Prompt engineering is a powerful tool used to enhance the performance of pre-trained models on downstreamtasks. For example, providing the prompt “Let's think step by step” improved GPT-3's reasoning accuracy to 63% on MutiArith while prompting “a photo of” filled with a class name enables CLIP to achieve 80% zero-shot accuracy on ImageNet. While previous research has explored prompt learning for the visual modality, analyzing what constitutes a good visual prompt specifically for image recognition is limited. In addition, existing visual prompt tuning methods' generalization ability is worse than text-only prompting tuning.

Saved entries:
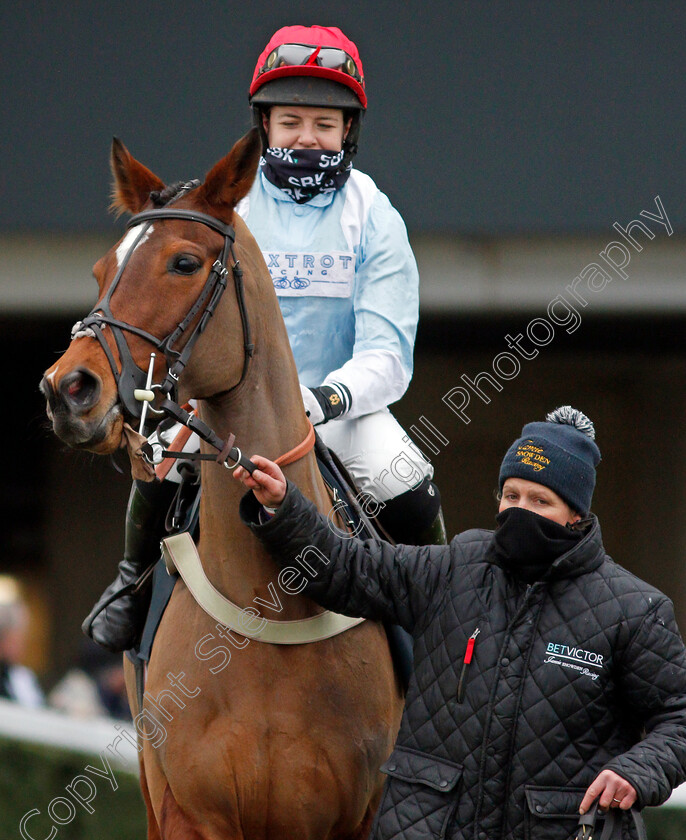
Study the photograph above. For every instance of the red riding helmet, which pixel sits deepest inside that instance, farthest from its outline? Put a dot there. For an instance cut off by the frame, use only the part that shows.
(311, 65)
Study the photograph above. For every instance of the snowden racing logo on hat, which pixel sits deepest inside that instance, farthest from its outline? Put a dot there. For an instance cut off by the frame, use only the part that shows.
(529, 453)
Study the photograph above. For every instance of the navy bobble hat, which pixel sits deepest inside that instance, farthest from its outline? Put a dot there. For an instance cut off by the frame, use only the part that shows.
(560, 453)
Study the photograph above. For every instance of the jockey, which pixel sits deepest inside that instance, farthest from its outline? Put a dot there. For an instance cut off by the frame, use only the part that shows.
(342, 268)
(348, 286)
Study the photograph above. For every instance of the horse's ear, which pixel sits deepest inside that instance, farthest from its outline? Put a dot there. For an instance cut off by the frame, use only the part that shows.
(230, 180)
(133, 182)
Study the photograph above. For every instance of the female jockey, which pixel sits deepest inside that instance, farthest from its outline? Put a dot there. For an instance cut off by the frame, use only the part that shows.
(342, 268)
(347, 283)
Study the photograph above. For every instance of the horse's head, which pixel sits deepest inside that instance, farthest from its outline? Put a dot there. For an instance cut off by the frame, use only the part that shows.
(156, 286)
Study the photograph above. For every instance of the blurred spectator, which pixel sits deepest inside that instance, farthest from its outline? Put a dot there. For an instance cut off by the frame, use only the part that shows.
(17, 682)
(95, 687)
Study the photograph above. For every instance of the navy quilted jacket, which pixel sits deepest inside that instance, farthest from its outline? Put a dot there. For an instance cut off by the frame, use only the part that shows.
(582, 671)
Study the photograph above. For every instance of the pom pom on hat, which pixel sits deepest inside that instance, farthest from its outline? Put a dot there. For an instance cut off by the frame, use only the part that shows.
(559, 453)
(569, 416)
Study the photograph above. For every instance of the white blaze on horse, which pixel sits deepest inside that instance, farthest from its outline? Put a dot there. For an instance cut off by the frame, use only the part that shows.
(285, 741)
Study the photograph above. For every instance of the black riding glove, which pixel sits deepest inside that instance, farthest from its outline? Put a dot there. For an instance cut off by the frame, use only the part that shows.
(330, 401)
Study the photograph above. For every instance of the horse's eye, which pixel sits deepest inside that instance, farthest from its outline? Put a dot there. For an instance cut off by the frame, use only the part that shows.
(183, 264)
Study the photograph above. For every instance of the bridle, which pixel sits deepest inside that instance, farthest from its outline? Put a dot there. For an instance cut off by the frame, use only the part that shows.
(132, 380)
(129, 377)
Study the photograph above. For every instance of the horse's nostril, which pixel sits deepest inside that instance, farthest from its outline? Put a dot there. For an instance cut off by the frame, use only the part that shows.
(80, 389)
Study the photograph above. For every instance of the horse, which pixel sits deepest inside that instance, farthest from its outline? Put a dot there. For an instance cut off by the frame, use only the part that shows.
(286, 741)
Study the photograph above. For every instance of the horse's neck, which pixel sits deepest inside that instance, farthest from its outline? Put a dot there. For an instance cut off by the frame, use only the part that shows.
(233, 559)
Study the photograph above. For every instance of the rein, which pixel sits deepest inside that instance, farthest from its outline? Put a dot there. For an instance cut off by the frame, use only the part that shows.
(131, 378)
(227, 450)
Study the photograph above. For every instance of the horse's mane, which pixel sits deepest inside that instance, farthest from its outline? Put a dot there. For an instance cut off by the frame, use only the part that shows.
(162, 197)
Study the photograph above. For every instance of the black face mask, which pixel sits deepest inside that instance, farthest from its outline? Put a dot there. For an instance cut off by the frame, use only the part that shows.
(304, 173)
(526, 543)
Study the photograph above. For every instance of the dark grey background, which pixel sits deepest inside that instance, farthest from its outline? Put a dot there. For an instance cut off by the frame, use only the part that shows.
(485, 117)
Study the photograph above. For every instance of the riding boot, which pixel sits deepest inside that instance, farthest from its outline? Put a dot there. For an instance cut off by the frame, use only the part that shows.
(117, 620)
(415, 517)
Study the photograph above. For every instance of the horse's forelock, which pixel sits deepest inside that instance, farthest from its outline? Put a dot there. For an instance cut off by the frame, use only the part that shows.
(160, 198)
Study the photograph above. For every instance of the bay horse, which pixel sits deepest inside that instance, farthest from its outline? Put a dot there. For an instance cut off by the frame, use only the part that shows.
(286, 742)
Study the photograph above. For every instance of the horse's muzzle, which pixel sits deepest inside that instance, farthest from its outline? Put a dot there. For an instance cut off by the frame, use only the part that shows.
(70, 405)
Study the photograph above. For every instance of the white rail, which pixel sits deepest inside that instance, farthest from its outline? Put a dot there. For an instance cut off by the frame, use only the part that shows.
(91, 736)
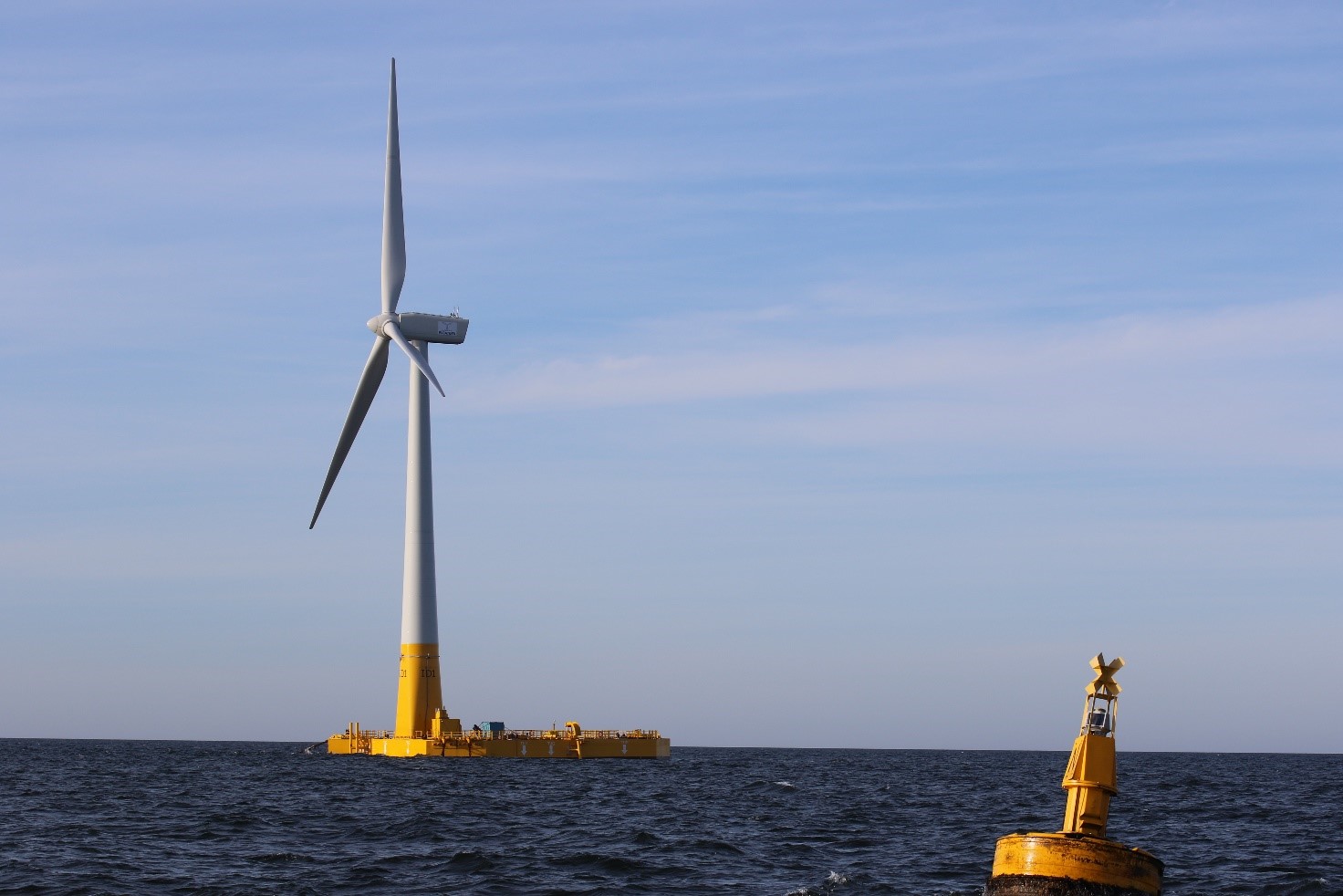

TASKS FOR THIS EXERCISE:
**a.** In the prompt engineering excerpt, what zero-shot accuracy on ImageNet does CLIP reach when prompted with "a photo of" filled with a class name?
**b.** Translate this sentence from the prompt engineering excerpt into Spanish: "While previous research has explored prompt learning for the visual modality, analyzing what constitutes a good visual prompt specifically for image recognition is limited."

RESPONSES IN ORDER:
**a.** 80%

**b.** Aunque investigaciones previas han explorado el aprendizaje de prompts para la modalidad visual, el análisis de lo que constituye un buen prompt visual específicamente para el reconocimiento de imágenes es limitado.